◆ What you should do
Rescale the data below by copying every line and changing only the x and y point coordinates. Multiply each coordinate by 1.55 and round it to a whole number, with halves rounding up.

[BEGIN Record excerpts]

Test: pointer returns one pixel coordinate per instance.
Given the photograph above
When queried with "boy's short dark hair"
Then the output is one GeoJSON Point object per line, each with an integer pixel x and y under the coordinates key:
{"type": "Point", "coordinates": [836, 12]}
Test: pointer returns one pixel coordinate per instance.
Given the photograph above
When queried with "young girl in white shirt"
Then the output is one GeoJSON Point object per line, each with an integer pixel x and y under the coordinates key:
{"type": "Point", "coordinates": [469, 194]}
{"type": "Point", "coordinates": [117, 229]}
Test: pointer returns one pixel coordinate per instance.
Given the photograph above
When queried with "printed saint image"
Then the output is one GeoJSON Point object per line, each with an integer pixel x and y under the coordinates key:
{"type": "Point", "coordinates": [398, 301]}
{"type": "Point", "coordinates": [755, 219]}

[END Record excerpts]

◆ Exercise response
Test: pointer returns one pixel coordinate per instance.
Given the photograph above
When queried with "boy's short dark hair"
Then the output is one GeoJSON Point object per line, each with an integer pixel x and y under the coordinates key:
{"type": "Point", "coordinates": [1296, 19]}
Test: pointer returns one pixel coordinate per instance.
Given the photograph above
When queried with "young girl in white shirt"
Then the output is one GeoJSON Point object per line, each with an integer pixel x and y under the coordinates key:
{"type": "Point", "coordinates": [727, 301]}
{"type": "Point", "coordinates": [181, 355]}
Test: pointer returns one pixel coordinate per instance.
Given the photograph above
When queried with "printed saint image"
Then the output is one GeoJSON Point object per line, each with an integer pixel x and y under the coordinates key:
{"type": "Point", "coordinates": [617, 467]}
{"type": "Point", "coordinates": [1170, 339]}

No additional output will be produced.